● Problem statement
Copy out the part of the records that opens with the line containing "instance: [(540, 146)]" and closes with the line containing "[(332, 118), (154, 146)]", keeping both of those lines and leaving out the picture.

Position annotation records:

◆ ◆ ◆ ◆ ◆ ◆ ◆

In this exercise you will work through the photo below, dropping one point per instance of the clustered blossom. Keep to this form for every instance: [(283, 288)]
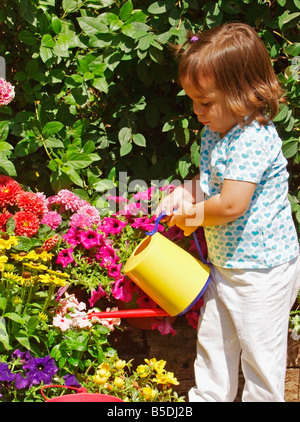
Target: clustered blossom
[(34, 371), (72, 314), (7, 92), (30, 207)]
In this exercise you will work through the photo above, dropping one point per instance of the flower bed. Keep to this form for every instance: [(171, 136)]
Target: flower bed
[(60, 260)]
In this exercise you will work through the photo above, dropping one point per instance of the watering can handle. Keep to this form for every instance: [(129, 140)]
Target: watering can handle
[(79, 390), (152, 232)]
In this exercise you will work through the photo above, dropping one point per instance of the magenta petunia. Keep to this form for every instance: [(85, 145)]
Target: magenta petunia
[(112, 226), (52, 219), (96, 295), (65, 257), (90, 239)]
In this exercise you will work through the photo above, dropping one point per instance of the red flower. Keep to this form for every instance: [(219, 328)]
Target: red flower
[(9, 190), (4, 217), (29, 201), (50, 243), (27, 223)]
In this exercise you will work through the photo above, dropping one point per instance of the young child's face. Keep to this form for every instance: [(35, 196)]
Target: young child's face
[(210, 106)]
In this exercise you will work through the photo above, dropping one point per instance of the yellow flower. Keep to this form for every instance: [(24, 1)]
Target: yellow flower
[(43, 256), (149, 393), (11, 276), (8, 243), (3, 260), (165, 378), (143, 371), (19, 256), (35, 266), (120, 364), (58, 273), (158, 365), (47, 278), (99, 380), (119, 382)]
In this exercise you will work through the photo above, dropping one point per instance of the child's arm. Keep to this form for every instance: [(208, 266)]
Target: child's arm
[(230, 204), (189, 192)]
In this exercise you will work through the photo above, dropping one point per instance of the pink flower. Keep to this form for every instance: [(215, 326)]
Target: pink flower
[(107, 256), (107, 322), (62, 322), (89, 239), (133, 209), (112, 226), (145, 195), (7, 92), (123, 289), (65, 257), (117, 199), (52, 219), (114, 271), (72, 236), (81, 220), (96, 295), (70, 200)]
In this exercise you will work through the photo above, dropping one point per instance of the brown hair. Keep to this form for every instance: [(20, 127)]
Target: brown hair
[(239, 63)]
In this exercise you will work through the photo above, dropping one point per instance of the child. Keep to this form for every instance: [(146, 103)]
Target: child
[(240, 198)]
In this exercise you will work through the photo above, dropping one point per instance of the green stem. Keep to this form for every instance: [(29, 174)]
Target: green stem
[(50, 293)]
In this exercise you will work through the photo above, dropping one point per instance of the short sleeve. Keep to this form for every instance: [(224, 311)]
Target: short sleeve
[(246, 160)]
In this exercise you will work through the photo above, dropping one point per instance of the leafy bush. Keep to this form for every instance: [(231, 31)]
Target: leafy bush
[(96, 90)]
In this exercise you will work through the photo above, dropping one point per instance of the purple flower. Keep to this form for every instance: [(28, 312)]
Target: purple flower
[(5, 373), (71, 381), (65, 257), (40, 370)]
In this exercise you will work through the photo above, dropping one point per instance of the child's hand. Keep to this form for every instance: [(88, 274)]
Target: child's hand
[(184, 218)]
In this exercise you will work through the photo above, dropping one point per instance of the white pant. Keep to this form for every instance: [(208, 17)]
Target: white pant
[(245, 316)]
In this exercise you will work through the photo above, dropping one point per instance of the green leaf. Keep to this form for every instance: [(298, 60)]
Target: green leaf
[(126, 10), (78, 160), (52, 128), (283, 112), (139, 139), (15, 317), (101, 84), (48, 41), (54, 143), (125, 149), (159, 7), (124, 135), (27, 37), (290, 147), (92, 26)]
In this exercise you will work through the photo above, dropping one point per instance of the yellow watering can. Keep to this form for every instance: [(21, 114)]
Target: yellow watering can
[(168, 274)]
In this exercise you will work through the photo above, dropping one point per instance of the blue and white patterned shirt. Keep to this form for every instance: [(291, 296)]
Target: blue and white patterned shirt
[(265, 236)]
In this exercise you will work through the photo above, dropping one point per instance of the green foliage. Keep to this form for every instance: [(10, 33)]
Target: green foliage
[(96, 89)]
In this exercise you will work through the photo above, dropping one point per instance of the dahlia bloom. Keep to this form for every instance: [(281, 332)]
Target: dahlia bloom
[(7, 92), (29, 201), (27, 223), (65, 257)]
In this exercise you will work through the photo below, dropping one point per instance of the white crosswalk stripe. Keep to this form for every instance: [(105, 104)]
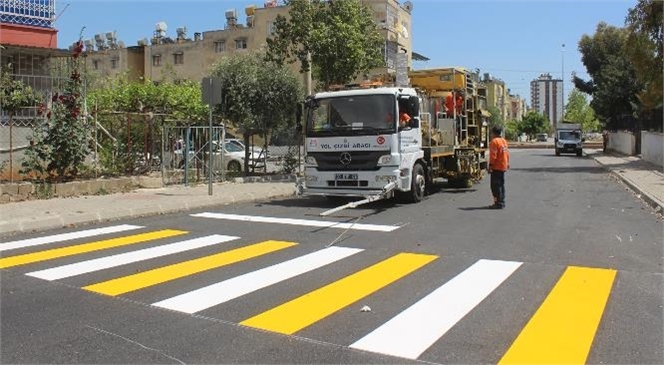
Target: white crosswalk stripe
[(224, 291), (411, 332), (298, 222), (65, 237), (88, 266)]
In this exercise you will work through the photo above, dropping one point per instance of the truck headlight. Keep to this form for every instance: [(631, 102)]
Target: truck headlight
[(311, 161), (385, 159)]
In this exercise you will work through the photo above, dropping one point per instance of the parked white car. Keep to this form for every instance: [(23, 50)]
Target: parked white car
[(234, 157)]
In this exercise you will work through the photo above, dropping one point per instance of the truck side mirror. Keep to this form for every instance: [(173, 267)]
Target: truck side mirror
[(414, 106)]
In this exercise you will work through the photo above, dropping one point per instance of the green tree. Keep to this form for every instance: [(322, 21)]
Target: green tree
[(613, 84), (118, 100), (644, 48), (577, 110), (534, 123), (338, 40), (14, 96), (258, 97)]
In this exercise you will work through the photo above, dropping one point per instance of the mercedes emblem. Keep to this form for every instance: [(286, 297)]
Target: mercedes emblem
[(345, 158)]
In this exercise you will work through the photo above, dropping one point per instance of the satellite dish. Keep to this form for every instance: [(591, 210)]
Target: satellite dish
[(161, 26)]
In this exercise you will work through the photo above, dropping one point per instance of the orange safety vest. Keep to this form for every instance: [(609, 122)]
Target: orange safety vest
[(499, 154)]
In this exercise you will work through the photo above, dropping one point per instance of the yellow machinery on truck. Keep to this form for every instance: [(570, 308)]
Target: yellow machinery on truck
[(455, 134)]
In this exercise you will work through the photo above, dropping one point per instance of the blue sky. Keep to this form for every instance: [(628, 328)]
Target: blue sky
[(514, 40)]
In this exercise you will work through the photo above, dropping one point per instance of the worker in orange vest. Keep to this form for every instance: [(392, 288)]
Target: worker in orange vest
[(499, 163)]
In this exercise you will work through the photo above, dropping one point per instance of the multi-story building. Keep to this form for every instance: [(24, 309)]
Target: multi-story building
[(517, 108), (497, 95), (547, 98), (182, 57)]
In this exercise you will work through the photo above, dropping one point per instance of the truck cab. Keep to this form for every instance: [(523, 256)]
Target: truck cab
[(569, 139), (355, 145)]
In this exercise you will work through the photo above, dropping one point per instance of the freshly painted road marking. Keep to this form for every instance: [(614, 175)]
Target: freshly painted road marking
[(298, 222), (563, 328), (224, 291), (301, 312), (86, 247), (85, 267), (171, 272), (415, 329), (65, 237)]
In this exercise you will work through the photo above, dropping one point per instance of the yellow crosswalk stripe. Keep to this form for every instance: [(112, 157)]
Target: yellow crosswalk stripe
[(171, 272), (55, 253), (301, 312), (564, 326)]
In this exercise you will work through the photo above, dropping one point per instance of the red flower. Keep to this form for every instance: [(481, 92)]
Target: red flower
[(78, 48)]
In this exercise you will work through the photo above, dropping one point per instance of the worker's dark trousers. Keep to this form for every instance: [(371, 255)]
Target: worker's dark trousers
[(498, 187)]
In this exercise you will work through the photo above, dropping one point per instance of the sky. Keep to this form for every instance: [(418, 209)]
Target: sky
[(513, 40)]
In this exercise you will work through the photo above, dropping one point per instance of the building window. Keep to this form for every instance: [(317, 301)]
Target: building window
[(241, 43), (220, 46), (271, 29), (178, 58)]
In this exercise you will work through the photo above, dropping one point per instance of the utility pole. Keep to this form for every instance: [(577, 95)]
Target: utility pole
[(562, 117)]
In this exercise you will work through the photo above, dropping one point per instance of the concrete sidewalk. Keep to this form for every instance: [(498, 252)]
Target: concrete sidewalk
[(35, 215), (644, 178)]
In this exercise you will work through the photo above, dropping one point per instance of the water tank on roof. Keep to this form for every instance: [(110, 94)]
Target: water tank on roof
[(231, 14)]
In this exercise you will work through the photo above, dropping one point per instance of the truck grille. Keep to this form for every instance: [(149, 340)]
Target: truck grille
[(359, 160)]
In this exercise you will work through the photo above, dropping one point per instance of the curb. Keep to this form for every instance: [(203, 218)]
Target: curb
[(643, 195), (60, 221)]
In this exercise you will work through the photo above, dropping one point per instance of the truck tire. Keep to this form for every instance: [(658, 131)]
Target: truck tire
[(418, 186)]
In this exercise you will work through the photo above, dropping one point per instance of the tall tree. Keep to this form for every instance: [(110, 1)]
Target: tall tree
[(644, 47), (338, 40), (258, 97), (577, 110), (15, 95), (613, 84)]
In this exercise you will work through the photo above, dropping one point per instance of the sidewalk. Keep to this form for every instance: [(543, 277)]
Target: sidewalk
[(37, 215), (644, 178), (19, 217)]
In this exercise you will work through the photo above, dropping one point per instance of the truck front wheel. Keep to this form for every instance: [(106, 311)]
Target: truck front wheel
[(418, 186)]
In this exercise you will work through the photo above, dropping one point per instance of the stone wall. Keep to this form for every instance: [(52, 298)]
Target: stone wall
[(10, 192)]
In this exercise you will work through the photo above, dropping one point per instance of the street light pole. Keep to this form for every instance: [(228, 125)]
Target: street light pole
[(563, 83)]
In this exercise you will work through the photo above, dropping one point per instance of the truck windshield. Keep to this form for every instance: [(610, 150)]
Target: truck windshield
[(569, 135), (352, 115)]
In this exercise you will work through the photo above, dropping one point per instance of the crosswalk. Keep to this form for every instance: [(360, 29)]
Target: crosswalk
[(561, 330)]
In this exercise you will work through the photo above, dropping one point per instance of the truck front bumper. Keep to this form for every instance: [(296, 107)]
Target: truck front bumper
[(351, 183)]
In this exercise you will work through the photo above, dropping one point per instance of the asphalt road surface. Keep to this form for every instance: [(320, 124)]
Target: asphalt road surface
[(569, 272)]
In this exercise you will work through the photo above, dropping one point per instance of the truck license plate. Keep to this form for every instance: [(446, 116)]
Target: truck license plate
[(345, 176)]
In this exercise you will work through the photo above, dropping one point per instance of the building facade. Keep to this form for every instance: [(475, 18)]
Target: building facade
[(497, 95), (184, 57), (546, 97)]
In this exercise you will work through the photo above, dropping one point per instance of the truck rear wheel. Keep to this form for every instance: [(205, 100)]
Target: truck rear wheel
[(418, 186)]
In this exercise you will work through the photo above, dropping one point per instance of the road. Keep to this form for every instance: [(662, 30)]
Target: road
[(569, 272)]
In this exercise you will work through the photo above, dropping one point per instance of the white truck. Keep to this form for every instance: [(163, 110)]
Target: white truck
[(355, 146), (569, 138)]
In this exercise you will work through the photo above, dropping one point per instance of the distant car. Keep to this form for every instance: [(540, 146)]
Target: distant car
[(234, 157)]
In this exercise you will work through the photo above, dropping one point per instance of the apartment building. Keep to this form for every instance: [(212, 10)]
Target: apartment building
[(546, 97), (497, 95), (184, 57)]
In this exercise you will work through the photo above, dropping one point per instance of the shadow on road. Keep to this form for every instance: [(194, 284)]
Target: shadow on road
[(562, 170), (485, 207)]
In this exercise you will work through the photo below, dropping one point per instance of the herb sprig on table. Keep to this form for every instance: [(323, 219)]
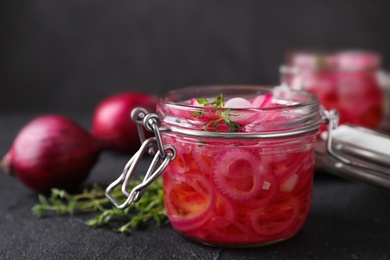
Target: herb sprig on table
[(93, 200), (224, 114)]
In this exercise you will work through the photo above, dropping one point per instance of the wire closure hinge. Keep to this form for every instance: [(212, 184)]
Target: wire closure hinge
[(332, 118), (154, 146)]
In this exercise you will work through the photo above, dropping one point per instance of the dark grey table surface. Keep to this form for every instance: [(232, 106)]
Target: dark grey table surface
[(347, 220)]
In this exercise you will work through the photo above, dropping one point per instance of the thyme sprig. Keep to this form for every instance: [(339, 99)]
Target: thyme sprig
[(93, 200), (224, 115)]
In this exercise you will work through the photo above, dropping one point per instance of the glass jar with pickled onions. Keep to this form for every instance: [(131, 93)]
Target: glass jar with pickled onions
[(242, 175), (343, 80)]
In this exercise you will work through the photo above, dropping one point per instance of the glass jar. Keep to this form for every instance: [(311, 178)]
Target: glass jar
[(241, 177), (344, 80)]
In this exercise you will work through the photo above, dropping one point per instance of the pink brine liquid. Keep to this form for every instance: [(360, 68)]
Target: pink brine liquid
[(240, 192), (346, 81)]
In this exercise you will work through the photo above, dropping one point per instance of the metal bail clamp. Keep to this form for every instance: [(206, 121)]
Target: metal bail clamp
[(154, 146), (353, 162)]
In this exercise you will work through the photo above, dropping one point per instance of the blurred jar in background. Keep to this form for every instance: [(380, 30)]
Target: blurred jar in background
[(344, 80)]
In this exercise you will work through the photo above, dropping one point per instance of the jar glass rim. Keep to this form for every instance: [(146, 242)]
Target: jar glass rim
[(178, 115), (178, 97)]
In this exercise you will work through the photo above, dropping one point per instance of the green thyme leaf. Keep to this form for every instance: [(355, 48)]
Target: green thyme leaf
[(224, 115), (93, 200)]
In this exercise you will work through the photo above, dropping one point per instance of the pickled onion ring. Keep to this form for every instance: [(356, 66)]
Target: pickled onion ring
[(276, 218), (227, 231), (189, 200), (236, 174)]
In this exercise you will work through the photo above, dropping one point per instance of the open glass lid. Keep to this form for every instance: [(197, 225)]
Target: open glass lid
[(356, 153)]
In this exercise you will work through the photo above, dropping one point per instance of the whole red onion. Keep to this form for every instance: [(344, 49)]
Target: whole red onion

◆ ◆ ◆ ◆ ◆ ◆ ◆

● Solution to this task
In this exercise you will work through the photo above, dropping one point per instance of the distant car. Keep to this form for every instance: [(540, 146)]
Target: distant car
[(234, 157)]
In this exercise you will work through the photo above, dropping one point per instance of the apartment building. Keep to this form for every instance: [(212, 10)]
Target: apartment building
[(546, 97), (497, 95), (184, 57)]
In this exercise you will work through the photo above, dropping one point per instance of the shadow on road. Keep to this form for every instance: [(194, 284)]
Target: shadow on road
[(562, 170), (485, 207)]
In this exercise you will work through the photo below, dropping one point per instance of the herb sprig on table. Keep to this form for every instance: [(323, 219)]
Target: herb sprig on table
[(93, 200), (224, 114)]
In this exercise you will work through the photo above, dropping one point per instance of the wire closure hinge. Keep to this form for every instance: [(212, 184)]
Target: wire closure hinge
[(332, 118), (154, 146)]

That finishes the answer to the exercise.